* [Given request]
Show every row below that contains the word "tower", copying each such row in full. Case counts, so only rows where the letters match exactly are included.

* [Task data]
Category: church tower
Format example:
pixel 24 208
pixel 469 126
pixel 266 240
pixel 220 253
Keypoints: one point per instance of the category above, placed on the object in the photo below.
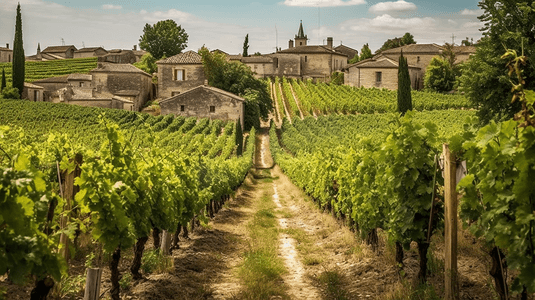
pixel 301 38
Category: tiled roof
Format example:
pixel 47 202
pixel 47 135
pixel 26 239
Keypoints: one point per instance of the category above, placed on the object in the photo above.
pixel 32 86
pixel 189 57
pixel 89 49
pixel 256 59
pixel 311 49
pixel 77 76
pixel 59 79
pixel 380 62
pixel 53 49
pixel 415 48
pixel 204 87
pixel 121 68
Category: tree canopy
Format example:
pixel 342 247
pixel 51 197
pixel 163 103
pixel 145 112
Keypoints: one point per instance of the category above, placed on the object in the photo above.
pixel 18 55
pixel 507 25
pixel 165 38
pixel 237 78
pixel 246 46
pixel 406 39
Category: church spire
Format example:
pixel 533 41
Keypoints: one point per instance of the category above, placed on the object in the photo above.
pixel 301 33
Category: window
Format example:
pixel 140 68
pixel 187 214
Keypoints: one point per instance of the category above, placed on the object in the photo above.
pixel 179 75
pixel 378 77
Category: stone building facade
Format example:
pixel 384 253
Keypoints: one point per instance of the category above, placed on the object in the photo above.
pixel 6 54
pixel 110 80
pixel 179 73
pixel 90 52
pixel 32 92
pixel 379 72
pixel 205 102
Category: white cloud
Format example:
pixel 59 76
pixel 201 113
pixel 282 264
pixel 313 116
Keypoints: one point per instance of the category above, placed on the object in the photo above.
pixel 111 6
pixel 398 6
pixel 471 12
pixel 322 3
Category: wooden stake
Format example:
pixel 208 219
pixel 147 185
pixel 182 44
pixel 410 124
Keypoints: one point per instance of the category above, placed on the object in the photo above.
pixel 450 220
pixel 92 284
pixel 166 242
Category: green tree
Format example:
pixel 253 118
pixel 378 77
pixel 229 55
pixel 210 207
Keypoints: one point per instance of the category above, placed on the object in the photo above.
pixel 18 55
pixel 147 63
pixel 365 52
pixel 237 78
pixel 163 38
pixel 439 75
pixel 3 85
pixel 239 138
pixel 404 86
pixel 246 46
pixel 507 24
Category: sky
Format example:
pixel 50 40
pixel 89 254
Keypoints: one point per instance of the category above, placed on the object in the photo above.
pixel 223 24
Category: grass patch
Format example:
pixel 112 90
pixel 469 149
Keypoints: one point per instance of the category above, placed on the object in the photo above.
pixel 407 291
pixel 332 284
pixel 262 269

...

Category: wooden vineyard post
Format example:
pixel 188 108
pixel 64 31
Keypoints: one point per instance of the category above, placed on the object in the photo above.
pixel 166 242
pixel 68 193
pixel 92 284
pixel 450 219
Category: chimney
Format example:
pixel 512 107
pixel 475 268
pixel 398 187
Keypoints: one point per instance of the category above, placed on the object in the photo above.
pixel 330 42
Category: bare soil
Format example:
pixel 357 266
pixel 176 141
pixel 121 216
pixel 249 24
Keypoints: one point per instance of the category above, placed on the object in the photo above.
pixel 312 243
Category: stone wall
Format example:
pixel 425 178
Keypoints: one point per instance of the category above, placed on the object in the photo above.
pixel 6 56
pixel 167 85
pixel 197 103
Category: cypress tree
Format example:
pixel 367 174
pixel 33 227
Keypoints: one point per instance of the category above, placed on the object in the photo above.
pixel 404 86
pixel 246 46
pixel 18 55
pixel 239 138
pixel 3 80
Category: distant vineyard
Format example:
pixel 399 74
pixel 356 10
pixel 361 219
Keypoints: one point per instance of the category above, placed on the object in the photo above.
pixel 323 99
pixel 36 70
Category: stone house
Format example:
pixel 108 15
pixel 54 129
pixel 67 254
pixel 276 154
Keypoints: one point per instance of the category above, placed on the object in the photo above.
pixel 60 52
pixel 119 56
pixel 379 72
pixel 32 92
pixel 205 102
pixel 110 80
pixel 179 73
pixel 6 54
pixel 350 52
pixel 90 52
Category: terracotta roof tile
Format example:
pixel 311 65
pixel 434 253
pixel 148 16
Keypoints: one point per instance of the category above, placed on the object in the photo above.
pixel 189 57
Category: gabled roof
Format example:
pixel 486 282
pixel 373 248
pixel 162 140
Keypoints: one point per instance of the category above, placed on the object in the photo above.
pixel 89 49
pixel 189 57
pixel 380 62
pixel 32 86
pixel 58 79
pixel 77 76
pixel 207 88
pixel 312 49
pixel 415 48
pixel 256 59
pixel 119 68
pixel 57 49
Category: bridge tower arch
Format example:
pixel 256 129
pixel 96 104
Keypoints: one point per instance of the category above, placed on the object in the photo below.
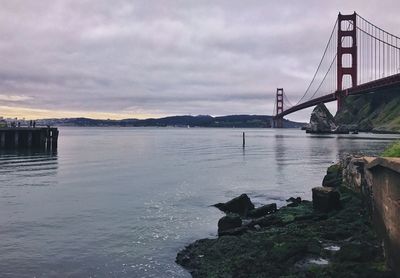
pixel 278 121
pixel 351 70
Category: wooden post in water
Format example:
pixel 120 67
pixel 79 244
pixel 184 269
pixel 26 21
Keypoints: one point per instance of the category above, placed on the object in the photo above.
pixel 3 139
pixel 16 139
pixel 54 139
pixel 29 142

* [Response to this task]
Category: church tower
Category: bridge tower arch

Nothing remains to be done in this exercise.